▸ Reading passage:
○ ○ ○ ○
There aren’t many pieces of parenting advice from my antenatal classes that have stuck with me, but there is one thing that our tutor said that has come back to me time and time again over the last seven years.
She told us that around eight weeks after the birth of your first child you will suddenly be hit with the crashing realisation that THIS IS NOT GOING TO STOP.
You’ll get up every morning and you’ll do the same things you did yesterday. These tasks will change over time, but there will always be tasks. She told us that it would suddenly hit us that this child is here to stay.
“And that is both a wonderful and a difficult thing,” she said, knowingly.
She nailed it. I remember holding that growing little boy as he started to smile and gurgle and thinking incredulously: “You’re mine. And tomorrow when I wake up you’ll still be mine.”
I don’t think a day has gone by since then when I haven’t heard myself thinking: “I can’t believe I am doing this again.” Tasks feel the same, they look the same, they are the same. It is the ultimate Groundhog day.
Between the hours of 7am and 9pm every day I’ll do everything to keep these children alive and the house still standing. This involves a series of mundane tasks that have to be done but from which little joy is gleaned. In amongst this are an endless list of random requests and relentless questions that I must deliver a response to, whether physically or verbally. There are sudden tears, howls of laughter and many, many catastrophic food spillages. Every day someone will lose a shoe. Or a cup. Or their mind. It’s like gravity. You can rely on it.
○ ○ ○ ○
▸ Problems and tasks:
**1)** In the parenting passage, about how many weeks after the birth of a first child did the tutor say the realization would hit?
**2)** Echo the parenting passage between "There aren’t many" and "here to stay.", inclusive.
Rely only on the parenting passage.

▸ Dataset rows:
○ ○ ○ ○
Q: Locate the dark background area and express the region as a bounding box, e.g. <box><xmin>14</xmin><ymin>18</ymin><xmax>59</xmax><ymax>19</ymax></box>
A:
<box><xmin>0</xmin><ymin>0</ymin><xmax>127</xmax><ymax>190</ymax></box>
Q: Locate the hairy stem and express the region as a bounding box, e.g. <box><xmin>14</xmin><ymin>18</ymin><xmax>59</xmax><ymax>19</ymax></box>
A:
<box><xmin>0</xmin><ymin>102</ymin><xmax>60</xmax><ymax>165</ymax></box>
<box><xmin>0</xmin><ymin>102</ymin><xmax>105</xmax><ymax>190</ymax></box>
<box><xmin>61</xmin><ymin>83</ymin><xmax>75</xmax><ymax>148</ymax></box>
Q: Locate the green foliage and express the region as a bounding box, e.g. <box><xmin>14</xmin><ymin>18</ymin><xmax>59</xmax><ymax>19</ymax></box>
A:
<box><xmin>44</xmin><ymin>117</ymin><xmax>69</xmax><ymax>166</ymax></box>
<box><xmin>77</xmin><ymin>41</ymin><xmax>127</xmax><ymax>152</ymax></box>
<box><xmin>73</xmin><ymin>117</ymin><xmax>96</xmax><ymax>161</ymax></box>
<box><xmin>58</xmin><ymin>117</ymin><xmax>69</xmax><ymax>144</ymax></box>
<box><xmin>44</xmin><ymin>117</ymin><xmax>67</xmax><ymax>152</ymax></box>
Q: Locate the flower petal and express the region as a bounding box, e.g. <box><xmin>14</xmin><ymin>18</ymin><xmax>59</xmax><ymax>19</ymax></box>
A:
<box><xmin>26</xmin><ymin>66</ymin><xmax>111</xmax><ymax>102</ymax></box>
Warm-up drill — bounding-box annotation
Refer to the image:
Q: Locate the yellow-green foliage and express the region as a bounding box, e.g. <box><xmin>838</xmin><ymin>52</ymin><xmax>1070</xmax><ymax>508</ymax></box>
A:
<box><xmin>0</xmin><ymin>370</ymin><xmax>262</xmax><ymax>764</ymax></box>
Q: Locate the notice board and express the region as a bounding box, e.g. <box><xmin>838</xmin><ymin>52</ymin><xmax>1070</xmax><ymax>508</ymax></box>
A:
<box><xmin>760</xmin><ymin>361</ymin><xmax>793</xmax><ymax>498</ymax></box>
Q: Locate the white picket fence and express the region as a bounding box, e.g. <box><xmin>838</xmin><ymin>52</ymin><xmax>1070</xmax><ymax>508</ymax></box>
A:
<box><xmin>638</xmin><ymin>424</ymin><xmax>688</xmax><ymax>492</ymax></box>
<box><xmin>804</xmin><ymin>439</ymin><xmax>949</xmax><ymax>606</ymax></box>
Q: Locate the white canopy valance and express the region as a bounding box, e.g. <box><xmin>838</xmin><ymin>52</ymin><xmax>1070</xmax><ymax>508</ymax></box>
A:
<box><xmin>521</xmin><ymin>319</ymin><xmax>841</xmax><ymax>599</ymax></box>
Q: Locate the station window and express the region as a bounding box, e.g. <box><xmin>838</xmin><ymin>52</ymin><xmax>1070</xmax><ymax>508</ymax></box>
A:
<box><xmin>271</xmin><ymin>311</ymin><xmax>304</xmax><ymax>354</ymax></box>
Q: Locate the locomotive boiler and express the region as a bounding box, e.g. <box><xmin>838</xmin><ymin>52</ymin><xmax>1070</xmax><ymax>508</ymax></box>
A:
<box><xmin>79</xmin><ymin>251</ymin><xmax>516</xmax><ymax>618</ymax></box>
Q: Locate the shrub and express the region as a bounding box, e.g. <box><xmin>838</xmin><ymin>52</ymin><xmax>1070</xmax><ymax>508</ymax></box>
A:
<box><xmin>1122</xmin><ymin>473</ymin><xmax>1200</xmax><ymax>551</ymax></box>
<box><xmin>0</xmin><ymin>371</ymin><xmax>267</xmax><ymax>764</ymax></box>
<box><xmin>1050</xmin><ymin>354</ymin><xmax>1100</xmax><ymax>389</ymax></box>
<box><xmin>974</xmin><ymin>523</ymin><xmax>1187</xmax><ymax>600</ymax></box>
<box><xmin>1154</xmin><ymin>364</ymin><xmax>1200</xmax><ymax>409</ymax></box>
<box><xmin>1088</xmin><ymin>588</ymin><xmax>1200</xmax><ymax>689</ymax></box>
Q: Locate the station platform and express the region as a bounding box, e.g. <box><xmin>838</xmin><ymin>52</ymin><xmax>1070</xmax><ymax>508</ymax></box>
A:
○ ○ ○ ○
▸ Solutions in order:
**1)** Around eight weeks after the birth.

**2)**
There aren’t many pieces of parenting advice from my antenatal classes that have stuck with me, but there is one thing that our tutor said that has come back to me time and time again over the last seven years.
She told us that around eight weeks after the birth of your first child you will suddenly be hit with the crashing realisation that THIS IS NOT GOING TO STOP.
You’ll get up every morning and you’ll do the same things you did yesterday. These tasks will change over time, but there will always be tasks. She told us that it would suddenly hit us that this child is here to stay.